:: Excerpt to read
Between 40 and 60 youngsters visit the bus each
of the two evenings it is on the route. Seventy percent of these
street children are boys, most between eight and 16 years old. Some
youngsters who have left homes in the city will return to their
former homes to pick up a younger sibling and bring him or her to
the bus for food and clothing, said Rabbi Glick. Many of the youngsters
exude an odor of glue, which they sniff on the streets.
Rabbi Glick said that municipal authorities are
trying much harder now to rehabilitate children in distress than
was the case five years ago. They are much more professional. Facilities
and programs remain inadequate, but conditions improve every year.
Staff in children’s residential centers no longer steal food
from the children, said Rabbi Glick.
Although some city officials initially were suspicious
of Tsivos Hashem motives in providing this service, they now have
embraced the program and work with Tsivos Hashem. The project succeeds,
said Rabbi Glick, only because Tsivos Hashem and municipal authorities
work together.
When the bus is not used in the street children
service project, it is used by youngsters in the boys’ and
girls’ residences. The bus takes them to swimming lessons
and other activities.
16. The All-Ukraine
Research and Educational Center, known as Tkuma
(Hebrew, Renaissance
or Rebirth), is a nationally
certified center for research and education about the Holocaust.
The major focus of the Center is on the Holocaust in eastern Ukraine,
but its work also covers other areas in Ukraine and in eastern Europe.
The center sponsors research on the Holocaust, prepares teaching
methodology and materials, publishes an academic journal and a bulletin,
and brings together research scholars and others for conferences
on the Shoah. It is concerned with the Holocaust itself and with
contem-porary antisemitism.
Holocaust Studies is published
once annually by Tkumah. The first issue, published in 2002, is
195 pages in length and includes 14 Russian-language articles by
scholars from Ukraine, Russia, Belarus, Poland, and Israel on various
topics related to the Holocaust and to contemporary antisemitism.
::::
Please extract everything from "Although some city" down to "and other activities." in the excerpt on the street children bus and the Tkuma center, copying it word for word. The material is not needed.
:: Listing
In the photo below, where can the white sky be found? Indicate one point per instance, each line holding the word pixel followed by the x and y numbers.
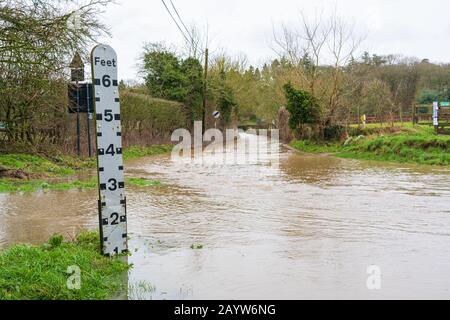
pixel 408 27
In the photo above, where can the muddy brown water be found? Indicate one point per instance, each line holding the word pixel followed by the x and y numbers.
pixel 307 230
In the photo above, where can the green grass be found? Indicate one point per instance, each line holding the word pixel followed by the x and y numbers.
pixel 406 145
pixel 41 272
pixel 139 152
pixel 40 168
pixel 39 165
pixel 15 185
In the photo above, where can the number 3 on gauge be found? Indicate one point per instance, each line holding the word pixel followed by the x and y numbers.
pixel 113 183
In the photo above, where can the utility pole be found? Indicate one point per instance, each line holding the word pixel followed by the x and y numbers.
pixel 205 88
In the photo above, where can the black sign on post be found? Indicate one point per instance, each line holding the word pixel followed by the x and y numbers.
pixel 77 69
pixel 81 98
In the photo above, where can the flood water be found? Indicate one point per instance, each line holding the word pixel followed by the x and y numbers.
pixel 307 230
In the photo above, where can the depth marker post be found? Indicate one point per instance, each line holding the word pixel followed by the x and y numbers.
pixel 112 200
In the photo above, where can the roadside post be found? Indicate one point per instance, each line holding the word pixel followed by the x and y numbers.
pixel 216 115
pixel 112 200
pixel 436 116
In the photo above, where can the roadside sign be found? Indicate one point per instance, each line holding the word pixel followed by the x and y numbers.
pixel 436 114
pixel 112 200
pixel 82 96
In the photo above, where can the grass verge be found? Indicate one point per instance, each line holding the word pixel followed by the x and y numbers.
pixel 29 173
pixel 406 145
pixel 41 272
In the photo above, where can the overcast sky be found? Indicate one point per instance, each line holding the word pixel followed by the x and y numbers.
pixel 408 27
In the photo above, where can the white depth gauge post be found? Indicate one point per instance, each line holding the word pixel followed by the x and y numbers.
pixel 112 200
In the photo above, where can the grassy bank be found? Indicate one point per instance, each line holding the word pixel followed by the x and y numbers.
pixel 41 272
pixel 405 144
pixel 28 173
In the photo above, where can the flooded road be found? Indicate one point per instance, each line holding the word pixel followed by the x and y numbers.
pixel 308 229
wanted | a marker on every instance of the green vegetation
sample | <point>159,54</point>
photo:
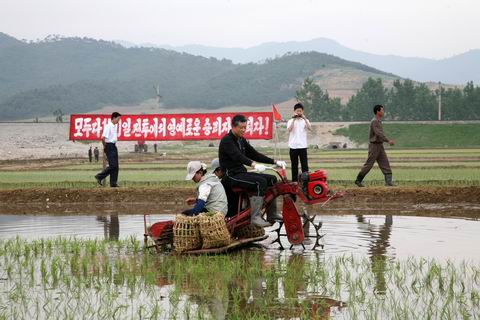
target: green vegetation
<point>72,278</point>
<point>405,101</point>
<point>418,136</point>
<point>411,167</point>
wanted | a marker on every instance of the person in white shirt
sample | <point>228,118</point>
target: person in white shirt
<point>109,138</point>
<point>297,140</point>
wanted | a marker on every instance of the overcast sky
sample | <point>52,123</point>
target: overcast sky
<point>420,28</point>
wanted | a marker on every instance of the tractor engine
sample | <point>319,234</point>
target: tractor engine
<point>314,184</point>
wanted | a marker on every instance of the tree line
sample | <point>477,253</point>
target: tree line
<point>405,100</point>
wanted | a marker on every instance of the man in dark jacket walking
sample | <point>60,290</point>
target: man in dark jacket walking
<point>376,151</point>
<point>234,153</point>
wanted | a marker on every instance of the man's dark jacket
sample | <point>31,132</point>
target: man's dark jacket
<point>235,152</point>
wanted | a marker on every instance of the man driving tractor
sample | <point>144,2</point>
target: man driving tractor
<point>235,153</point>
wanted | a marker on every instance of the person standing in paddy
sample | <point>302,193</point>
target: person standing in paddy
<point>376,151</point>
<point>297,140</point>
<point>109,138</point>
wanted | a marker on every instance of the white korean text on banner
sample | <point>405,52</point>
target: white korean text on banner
::::
* [Final result]:
Although some city officials initially were suspicious
of Tsivos Hashem motives in providing this service, they now have
embraced the program and work with Tsivos Hashem. The project succeeds,
said Rabbi Glick, only because Tsivos Hashem and municipal authorities
work together.
When the bus is not used in the street children
service project, it is used by youngsters in the boys’ and
girls’ residences. The bus takes them to swimming lessons
and other activities.